Photo-based referring expression data:
»»

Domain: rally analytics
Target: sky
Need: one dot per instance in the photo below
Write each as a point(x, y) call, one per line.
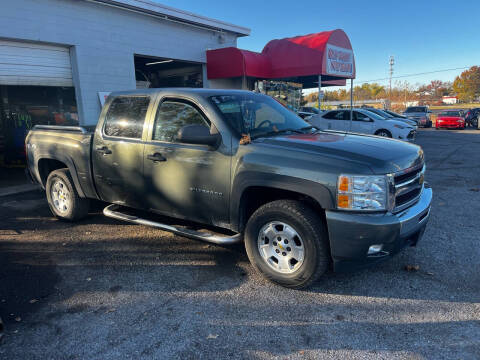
point(423, 36)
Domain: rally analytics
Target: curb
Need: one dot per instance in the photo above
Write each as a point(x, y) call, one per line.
point(18, 189)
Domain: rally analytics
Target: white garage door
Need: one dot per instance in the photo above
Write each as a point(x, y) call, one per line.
point(23, 63)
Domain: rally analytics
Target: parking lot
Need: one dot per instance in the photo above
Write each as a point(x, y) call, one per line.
point(102, 289)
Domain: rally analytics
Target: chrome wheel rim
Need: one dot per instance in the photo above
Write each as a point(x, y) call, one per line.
point(61, 198)
point(281, 247)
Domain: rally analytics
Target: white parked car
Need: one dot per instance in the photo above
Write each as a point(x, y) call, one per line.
point(364, 122)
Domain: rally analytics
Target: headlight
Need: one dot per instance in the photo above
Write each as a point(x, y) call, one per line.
point(364, 192)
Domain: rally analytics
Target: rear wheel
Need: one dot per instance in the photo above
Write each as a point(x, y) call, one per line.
point(384, 133)
point(63, 198)
point(286, 241)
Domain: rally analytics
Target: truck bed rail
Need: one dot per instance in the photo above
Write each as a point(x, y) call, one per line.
point(61, 128)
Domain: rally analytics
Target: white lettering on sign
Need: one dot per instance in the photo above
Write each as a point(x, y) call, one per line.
point(339, 61)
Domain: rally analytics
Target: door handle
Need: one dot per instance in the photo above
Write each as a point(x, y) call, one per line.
point(156, 157)
point(103, 149)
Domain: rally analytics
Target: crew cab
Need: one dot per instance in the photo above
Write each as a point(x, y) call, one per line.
point(363, 122)
point(229, 166)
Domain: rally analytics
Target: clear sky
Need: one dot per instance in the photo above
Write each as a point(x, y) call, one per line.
point(423, 35)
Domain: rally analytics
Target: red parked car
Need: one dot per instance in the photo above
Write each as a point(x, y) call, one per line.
point(450, 119)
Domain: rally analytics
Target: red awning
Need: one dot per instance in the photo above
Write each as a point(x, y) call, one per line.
point(327, 53)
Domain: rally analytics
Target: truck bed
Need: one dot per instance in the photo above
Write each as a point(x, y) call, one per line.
point(55, 146)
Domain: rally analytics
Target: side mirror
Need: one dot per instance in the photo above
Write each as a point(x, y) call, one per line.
point(197, 134)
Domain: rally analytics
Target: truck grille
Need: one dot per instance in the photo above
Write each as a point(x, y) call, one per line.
point(408, 187)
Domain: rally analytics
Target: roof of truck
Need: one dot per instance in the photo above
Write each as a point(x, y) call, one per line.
point(203, 92)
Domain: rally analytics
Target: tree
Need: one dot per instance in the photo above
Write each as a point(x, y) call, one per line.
point(375, 90)
point(467, 85)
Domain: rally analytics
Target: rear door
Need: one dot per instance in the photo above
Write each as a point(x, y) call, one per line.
point(117, 152)
point(185, 180)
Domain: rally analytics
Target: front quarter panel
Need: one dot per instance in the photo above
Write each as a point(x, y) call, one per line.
point(286, 169)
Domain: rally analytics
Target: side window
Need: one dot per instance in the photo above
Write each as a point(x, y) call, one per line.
point(360, 117)
point(331, 115)
point(265, 115)
point(171, 117)
point(340, 115)
point(125, 116)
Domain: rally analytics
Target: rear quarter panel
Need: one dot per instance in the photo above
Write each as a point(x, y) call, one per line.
point(71, 148)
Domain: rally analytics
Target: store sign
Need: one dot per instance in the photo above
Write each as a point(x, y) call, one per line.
point(103, 95)
point(339, 61)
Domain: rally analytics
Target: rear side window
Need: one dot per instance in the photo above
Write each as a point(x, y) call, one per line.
point(331, 115)
point(172, 116)
point(126, 116)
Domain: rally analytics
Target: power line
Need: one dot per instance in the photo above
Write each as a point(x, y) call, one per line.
point(409, 75)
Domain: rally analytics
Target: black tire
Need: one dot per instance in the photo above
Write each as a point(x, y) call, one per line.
point(78, 207)
point(380, 131)
point(312, 231)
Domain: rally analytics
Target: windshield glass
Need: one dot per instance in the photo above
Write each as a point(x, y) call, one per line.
point(257, 114)
point(450, 113)
point(416, 109)
point(374, 115)
point(380, 113)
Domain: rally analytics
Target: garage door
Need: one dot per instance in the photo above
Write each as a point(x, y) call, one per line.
point(23, 63)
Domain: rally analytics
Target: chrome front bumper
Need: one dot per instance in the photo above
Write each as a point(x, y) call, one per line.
point(352, 234)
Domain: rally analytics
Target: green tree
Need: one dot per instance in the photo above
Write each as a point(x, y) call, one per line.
point(467, 85)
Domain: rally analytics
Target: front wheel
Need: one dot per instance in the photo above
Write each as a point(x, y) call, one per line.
point(286, 241)
point(63, 198)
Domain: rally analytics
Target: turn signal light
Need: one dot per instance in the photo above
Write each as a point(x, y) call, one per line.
point(344, 183)
point(343, 201)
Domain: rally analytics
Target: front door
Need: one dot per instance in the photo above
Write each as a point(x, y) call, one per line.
point(117, 151)
point(185, 180)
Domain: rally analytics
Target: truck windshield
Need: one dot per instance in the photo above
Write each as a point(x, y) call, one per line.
point(258, 115)
point(416, 109)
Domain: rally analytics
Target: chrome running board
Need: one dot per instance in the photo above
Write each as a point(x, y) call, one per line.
point(111, 212)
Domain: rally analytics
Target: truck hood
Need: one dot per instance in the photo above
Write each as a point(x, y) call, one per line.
point(409, 115)
point(380, 154)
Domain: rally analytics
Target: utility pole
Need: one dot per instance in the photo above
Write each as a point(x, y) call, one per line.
point(391, 62)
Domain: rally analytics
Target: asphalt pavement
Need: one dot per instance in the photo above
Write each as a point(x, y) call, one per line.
point(102, 289)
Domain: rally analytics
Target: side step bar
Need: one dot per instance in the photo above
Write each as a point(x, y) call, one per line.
point(110, 211)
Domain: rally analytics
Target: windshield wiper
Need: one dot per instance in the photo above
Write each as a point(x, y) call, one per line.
point(278, 132)
point(283, 131)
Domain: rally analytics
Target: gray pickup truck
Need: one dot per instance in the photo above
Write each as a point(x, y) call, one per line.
point(228, 166)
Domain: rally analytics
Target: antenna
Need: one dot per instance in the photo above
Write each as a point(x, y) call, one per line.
point(391, 62)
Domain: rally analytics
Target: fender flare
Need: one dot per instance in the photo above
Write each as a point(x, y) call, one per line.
point(318, 192)
point(70, 165)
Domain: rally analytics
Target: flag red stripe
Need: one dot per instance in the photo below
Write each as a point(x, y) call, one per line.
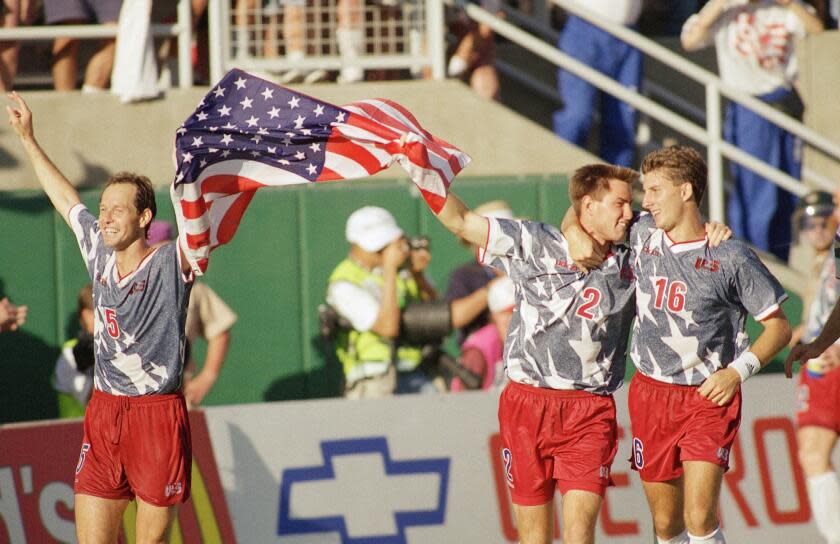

««

What needs to be done: Copy all lines of the records that have the string "windshield" in them.

Response area:
Target: windshield glass
Target: truck windshield
Target: windshield wiper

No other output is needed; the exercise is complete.